§ JOB
Substitute "tag" for every "element" in the rows below. Rewrite everything from the line containing "of the mountain" down to the end of the rows, keeping all else unchanged.

Pointing dataset excerpts
+++++

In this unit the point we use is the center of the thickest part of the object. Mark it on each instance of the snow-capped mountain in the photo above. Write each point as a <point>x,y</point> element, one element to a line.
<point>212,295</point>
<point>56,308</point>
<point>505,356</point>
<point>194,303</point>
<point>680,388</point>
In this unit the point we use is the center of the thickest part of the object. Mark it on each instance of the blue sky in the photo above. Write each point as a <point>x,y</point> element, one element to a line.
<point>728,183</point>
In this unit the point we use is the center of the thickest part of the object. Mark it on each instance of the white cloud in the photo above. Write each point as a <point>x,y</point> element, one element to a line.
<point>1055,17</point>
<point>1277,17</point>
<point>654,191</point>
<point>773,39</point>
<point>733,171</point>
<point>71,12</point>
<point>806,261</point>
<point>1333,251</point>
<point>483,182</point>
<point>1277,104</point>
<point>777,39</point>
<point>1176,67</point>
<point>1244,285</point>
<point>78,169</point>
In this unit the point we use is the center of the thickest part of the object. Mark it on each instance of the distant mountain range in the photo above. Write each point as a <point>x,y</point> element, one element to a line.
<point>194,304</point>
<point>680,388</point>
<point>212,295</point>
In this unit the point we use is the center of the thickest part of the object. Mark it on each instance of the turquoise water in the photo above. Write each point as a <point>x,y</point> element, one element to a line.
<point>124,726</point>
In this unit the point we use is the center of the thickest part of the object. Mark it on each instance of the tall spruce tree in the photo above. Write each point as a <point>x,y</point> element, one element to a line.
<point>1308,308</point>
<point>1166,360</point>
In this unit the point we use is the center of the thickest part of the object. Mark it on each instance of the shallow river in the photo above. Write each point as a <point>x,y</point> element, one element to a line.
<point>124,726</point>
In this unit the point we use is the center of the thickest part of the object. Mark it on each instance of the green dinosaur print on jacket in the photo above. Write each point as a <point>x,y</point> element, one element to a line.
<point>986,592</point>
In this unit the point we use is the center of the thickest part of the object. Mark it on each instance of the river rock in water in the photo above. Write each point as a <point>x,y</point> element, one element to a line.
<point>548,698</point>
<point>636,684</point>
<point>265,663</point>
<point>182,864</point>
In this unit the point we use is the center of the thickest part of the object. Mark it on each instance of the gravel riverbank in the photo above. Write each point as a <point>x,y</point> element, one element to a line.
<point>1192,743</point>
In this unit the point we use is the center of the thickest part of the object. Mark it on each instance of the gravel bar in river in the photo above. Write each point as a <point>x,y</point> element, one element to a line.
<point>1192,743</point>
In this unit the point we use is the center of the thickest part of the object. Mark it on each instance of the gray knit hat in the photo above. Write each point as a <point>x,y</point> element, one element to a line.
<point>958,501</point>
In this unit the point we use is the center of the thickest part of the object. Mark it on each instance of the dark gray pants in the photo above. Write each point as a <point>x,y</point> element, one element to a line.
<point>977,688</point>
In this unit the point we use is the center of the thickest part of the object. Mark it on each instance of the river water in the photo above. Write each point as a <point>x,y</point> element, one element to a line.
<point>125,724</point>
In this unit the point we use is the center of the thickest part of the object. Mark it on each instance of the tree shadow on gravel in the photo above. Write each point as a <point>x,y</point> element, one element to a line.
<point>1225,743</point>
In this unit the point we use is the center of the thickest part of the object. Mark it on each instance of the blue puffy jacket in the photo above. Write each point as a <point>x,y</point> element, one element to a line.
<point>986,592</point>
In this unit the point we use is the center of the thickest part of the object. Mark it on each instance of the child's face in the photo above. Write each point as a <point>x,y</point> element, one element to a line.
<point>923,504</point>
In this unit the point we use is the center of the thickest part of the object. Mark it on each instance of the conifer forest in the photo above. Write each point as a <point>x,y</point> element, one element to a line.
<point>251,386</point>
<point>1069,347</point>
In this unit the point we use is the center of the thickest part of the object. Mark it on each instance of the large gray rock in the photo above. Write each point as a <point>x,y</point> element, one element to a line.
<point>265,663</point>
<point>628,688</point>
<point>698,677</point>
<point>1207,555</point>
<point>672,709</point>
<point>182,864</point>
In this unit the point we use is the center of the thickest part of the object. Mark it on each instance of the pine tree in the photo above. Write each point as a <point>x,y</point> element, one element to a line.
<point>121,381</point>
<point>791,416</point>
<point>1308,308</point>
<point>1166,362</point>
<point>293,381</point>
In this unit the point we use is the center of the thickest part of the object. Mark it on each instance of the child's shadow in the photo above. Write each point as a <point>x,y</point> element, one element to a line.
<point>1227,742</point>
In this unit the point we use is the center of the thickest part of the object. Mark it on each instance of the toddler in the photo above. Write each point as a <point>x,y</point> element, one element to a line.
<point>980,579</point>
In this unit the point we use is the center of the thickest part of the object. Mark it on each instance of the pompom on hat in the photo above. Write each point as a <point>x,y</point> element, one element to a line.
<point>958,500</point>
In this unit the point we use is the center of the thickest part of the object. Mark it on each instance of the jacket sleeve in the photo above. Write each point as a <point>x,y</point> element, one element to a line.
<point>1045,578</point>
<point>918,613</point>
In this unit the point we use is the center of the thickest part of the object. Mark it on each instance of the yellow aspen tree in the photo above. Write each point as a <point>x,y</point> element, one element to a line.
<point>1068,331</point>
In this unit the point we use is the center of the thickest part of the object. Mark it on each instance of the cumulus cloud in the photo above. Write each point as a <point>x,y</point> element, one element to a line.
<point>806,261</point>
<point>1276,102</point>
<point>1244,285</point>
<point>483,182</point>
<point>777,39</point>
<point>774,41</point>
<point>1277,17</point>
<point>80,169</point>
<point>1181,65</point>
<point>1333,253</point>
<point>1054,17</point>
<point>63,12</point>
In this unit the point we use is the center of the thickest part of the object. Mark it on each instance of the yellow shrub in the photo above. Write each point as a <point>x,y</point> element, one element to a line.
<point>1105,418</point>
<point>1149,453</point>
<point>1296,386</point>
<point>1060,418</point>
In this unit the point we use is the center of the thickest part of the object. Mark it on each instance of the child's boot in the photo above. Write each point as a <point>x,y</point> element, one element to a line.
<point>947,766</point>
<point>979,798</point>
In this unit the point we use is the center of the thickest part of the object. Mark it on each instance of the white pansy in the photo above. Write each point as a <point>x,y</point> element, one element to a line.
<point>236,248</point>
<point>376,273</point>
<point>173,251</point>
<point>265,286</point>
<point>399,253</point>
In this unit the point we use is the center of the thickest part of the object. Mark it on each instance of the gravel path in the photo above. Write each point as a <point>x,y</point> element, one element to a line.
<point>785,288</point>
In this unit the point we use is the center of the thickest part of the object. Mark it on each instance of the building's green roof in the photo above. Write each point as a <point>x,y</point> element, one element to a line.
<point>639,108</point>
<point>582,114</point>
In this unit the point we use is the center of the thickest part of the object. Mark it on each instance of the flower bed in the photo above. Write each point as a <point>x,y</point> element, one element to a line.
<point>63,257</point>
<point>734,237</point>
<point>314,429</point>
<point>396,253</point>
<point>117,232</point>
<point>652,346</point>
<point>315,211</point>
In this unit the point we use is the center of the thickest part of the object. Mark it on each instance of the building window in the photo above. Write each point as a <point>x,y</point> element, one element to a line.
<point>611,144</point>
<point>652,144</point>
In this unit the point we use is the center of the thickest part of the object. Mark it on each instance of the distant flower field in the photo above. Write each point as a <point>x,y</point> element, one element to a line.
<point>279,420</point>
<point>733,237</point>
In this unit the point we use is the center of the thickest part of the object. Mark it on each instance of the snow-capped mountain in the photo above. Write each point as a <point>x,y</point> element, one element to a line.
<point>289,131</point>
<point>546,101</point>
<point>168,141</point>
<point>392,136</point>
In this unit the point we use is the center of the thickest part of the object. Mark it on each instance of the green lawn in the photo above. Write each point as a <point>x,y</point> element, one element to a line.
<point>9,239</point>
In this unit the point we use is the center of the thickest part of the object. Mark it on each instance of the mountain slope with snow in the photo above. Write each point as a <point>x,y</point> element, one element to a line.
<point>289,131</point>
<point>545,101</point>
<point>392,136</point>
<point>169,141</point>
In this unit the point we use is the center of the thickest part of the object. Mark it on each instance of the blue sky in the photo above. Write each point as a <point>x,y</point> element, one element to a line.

+++++

§ EXERCISE OUTPUT
In this unit the point we use is the center of the thickest part of the object. Mark it on each instance of the mountain slope with snow in the photo above. Write each point as a <point>x,y</point> tag, one tag to a line.
<point>289,131</point>
<point>545,101</point>
<point>392,136</point>
<point>169,141</point>
In this unit the point we use is the center of the thickest part of the object. Mark it on each instance of the blue sky in the photo above. Write each point as a <point>x,y</point> tag, one tag to a line.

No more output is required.